***** Supplied data
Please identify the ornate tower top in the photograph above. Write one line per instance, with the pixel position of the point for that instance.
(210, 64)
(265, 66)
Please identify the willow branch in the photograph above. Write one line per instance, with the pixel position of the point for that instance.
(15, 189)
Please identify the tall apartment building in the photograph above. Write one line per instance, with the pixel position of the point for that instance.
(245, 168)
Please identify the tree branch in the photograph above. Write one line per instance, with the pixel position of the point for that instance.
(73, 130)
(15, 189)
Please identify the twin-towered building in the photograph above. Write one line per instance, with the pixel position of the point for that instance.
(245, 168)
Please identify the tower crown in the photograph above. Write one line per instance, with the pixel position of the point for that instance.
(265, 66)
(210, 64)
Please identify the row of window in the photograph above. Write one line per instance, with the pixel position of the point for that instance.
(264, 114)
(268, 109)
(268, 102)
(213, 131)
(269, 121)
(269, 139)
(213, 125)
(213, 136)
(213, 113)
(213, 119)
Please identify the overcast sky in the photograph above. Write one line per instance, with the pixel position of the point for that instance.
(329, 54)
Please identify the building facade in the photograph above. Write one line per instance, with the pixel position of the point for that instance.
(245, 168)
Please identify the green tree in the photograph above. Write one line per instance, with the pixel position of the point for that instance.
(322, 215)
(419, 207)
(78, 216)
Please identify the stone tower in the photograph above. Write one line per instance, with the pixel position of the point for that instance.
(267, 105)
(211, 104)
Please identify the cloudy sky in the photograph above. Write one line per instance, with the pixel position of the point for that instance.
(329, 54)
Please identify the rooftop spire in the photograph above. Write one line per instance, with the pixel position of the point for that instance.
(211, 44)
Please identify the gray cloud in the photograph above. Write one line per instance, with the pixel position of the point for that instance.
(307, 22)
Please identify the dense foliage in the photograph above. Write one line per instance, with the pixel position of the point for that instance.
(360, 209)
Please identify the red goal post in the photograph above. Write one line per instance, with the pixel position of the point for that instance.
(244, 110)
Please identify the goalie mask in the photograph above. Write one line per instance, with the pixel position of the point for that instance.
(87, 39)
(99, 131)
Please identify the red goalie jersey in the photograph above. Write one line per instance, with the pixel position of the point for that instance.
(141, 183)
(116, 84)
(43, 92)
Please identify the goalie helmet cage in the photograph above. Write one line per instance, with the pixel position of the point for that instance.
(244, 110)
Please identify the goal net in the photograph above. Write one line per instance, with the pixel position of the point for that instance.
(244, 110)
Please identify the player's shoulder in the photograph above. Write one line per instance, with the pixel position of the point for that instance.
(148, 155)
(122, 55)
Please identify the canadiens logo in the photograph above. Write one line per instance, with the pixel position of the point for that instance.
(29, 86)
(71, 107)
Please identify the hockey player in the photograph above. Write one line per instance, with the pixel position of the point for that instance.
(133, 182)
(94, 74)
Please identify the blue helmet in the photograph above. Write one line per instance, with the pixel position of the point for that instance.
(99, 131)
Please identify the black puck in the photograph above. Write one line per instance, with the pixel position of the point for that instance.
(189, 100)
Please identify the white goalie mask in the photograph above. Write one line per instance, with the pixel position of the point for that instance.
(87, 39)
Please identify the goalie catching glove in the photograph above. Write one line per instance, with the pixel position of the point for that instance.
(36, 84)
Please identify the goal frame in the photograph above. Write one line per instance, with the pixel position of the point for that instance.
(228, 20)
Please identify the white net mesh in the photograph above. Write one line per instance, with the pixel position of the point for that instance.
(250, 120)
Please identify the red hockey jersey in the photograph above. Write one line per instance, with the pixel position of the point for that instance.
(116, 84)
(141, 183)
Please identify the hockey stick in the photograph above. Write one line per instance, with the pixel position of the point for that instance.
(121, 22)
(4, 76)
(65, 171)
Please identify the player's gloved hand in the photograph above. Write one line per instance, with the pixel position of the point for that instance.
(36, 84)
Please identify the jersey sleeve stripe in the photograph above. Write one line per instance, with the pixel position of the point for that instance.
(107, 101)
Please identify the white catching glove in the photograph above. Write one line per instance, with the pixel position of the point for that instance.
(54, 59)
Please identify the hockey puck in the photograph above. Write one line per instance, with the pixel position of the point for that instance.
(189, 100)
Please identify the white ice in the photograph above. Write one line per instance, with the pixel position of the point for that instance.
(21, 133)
**********
## [Exercise details]
Print the listing word for word, from the line containing "Please identify the hockey puck" through the end of the listing, inclusive.

## [Result of this exercise]
Please identify the hockey puck in the photograph above. Write one line per instance, with the pixel position of the point for that instance.
(189, 100)
Please identify the white ice in the photograph above. Write one line per instance, with the pixel position of the point for that instance.
(21, 133)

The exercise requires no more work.